### The problem
In the copy, include no images, and repeat each entry precisely as written.
Task data START
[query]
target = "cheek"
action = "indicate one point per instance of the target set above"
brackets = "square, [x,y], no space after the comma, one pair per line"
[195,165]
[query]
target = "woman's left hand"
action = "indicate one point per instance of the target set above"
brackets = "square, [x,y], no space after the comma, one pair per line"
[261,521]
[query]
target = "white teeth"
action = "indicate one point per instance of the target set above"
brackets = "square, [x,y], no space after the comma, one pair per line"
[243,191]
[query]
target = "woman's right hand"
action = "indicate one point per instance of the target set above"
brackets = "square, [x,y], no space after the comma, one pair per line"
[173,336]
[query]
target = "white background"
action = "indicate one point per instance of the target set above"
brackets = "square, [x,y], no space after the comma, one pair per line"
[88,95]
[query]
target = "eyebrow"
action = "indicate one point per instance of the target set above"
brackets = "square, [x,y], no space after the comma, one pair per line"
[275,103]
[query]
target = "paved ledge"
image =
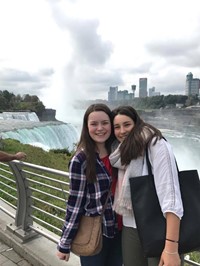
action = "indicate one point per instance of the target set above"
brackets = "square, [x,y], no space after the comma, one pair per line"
[39,251]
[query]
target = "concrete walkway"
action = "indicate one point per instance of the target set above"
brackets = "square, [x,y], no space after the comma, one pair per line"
[8,257]
[39,251]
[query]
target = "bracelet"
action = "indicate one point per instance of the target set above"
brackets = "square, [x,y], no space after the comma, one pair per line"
[171,240]
[170,253]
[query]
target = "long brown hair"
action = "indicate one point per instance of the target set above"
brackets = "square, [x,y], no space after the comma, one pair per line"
[87,144]
[140,136]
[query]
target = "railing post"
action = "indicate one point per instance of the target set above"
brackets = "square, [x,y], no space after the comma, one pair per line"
[23,219]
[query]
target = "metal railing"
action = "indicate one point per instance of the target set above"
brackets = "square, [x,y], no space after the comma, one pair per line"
[38,195]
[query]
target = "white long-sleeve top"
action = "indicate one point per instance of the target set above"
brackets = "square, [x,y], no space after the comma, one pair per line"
[165,174]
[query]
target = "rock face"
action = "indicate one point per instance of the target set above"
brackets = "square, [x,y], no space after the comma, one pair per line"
[179,119]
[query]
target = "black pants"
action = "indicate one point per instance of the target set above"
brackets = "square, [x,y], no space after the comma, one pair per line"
[132,250]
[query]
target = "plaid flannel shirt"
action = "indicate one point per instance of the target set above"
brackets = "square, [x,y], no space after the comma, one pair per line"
[87,199]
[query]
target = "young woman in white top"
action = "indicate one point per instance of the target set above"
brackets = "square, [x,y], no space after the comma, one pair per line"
[134,135]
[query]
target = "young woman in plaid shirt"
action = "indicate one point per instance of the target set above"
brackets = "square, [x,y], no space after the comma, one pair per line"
[90,180]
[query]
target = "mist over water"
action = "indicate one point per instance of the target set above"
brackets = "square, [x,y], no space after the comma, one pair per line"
[186,147]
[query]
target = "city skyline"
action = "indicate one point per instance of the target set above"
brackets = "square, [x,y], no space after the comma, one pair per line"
[77,49]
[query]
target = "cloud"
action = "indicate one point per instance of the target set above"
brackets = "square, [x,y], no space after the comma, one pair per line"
[23,82]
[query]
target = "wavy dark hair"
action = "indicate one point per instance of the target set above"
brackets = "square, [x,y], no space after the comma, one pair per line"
[140,136]
[87,144]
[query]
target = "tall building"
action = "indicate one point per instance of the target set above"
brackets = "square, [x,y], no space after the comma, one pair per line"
[142,87]
[133,88]
[153,92]
[192,85]
[112,94]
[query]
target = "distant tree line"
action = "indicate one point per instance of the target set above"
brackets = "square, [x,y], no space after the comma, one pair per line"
[161,101]
[11,102]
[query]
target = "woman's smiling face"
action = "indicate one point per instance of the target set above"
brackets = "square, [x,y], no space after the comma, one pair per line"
[123,125]
[99,126]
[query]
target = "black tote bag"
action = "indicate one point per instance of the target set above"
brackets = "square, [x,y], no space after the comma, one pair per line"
[150,221]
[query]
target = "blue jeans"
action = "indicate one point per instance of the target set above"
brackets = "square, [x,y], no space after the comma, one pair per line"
[110,255]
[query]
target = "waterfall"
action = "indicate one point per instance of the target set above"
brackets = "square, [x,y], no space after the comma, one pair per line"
[26,128]
[53,136]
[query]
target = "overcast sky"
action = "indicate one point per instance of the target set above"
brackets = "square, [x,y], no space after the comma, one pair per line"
[63,50]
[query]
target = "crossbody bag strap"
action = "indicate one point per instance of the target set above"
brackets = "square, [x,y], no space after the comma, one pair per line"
[105,205]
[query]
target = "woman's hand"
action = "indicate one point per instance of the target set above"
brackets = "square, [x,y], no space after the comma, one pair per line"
[169,259]
[63,256]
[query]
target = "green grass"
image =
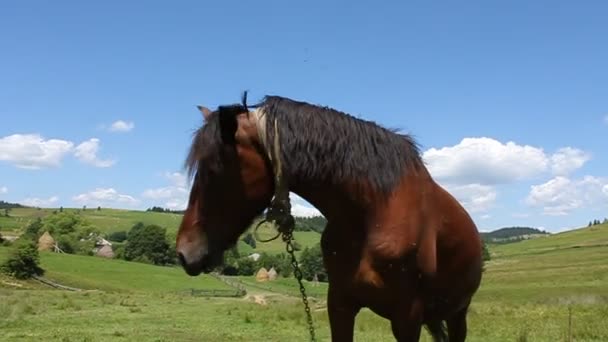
Task data END
### Answer area
[query]
target = "cheek"
action = "indicate one point per instance of the target set above"
brackets = "square, [x,y], no space after the comma, one pair per line"
[195,165]
[query]
target = "woman's left hand"
action = "indicate one point per instance of the target set above"
brackets = "square, [x,y], no space after the comma, one pair per line"
[261,521]
[query]
target = "white teeth"
action = "indicate one point per instance of the target set above"
brackets = "square, [x,y], no space after the comma, one pair per line"
[243,191]
[query]
target = "woman's right hand"
action = "indicate one point per instance of the target set above"
brackets = "square, [x,y], no space after the comma, one pair per line"
[173,336]
[query]
target = "white background"
action = "indicate one point per instance of the target set above"
brackets = "square, [x,y], no space after the comma, one pair per line"
[88,95]
[query]
target = "eyebrow"
action = "indicate one point per instance of the target set above"
brackets = "square, [x,y], no space after the comma, one pair per line"
[275,103]
[query]
target = "paved ledge"
image =
action = "indicate one point per instance of the target set above"
brackets = "square, [x,y], no space after the comma, one pair per line"
[39,251]
[query]
target = "concrete walkway"
action = "indicate one point per instance of the target set above"
brackets = "square, [x,y], no space after the comma, one pair per line"
[8,257]
[39,251]
[query]
target = "bracelet"
action = "indicate one point per instance of the target set above"
brackets = "square, [x,y], no space after the comma, one pair per line"
[171,240]
[170,253]
[query]
target = "long brown hair"
action = "indicate one point per instance of the target set above"
brackets = "square, [x,y], no space after the comma, one pair per line"
[87,144]
[140,136]
[query]
target = "railing post"
action = "indicate one point per instance of the target set above"
brackets = "square, [x,y], no space after the comma, one pair per line"
[23,219]
[query]
target = "metal railing"
action = "indicate one point per instance of the target set above"
brackets = "square, [x,y], no space after the comma, one pair per line"
[38,195]
[query]
target = "white long-sleeve top"
action = "indicate one point per instance of the target set above"
brackets = "square, [x,y], no space after the comma, one pair per line"
[165,174]
[query]
target = "rock face"
action = "indicate one point per instance of the target set above"
brackets = "square, [x,y], no space after the comma, one pair per line"
[179,119]
[query]
target = "black pants"
action = "indicate one point per instance of the target set above"
brackets = "square, [x,y], no space after the comma, one pair per line"
[132,250]
[query]
target = "plaid flannel shirt"
action = "indicate one point per instance of the target set above"
brackets = "square, [x,y], no space after the comma, one pair per line"
[87,199]
[query]
target = "young woman in white top"
action = "indicate one point per instance of the target set above"
brackets = "square, [x,y], no space after the comma, one pair per line"
[134,135]
[query]
target = "young woman in plaid shirt"
action = "indicate one point per instance of the target set above"
brackets = "square, [x,y], no space after the comma, one pair per line"
[90,180]
[query]
target = "mist over water"
action = "indicate one point per instance of the target set above"
brackets = "square, [x,y], no space after the comma, one pair per line"
[186,147]
[query]
target = "city skyline"
action = "indicate one point per instance of the target set above"
brackets = "square, [x,y], no space after the comma, one pair per line"
[77,49]
[query]
target = "cloud"
action = "indicate one point per instance of the target set above"
brackets = "square, [x,y], no space after the comma, one pair per line"
[23,82]
[query]
target = "wavy dark hair"
action = "indicate one point per instance of the target set above"
brackets = "square, [x,y], no space after the comma, one pair per line"
[140,136]
[87,144]
[query]
target = "tall building"
action = "indicate one point per instance of the target set above"
brackets = "square, [x,y], no space after the comma, one pair per line"
[142,87]
[133,88]
[153,92]
[192,85]
[112,94]
[query]
target = "distant tree line"
action = "indicate one point per instance of the target set above"
brackets = "square, [x,y], no space after the comma, one pair per line"
[161,101]
[11,102]
[query]
target = "woman's smiling face"
action = "indicate one point per instance of the target set above"
brackets = "square, [x,y], no space after the comma, one pair per line"
[123,125]
[99,126]
[query]
target = "black tote bag"
action = "indicate one point per instance of the target set above"
brackets = "square, [x,y], no space after the comma, one pair per line"
[150,221]
[query]
target = "blue jeans"
action = "indicate one point per instance of the target set above"
brackets = "square, [x,y], no space after the comma, one pair per line"
[110,255]
[query]
target = "waterfall"
action = "indicate one point per instance of the target set above"
brackets = "square, [x,y], no space after the comma, one pair per line"
[26,128]
[53,136]
[query]
target = "overcast sky"
action = "indicate one point per instance of the target set above"
brackets = "square, [x,y], no space after the comma, one pair per line"
[63,50]
[query]
target = "crossbody bag strap"
action = "indicate one point per instance of the target set above"
brackets = "square, [x,y], no space after the comma, one pair per line"
[105,205]
[query]
target = "woman's hand"
action = "indicate one point per instance of the target set above"
brackets = "square, [x,y], no space after the comma, one pair per line"
[169,259]
[63,256]
[query]
target = "green grass"
image =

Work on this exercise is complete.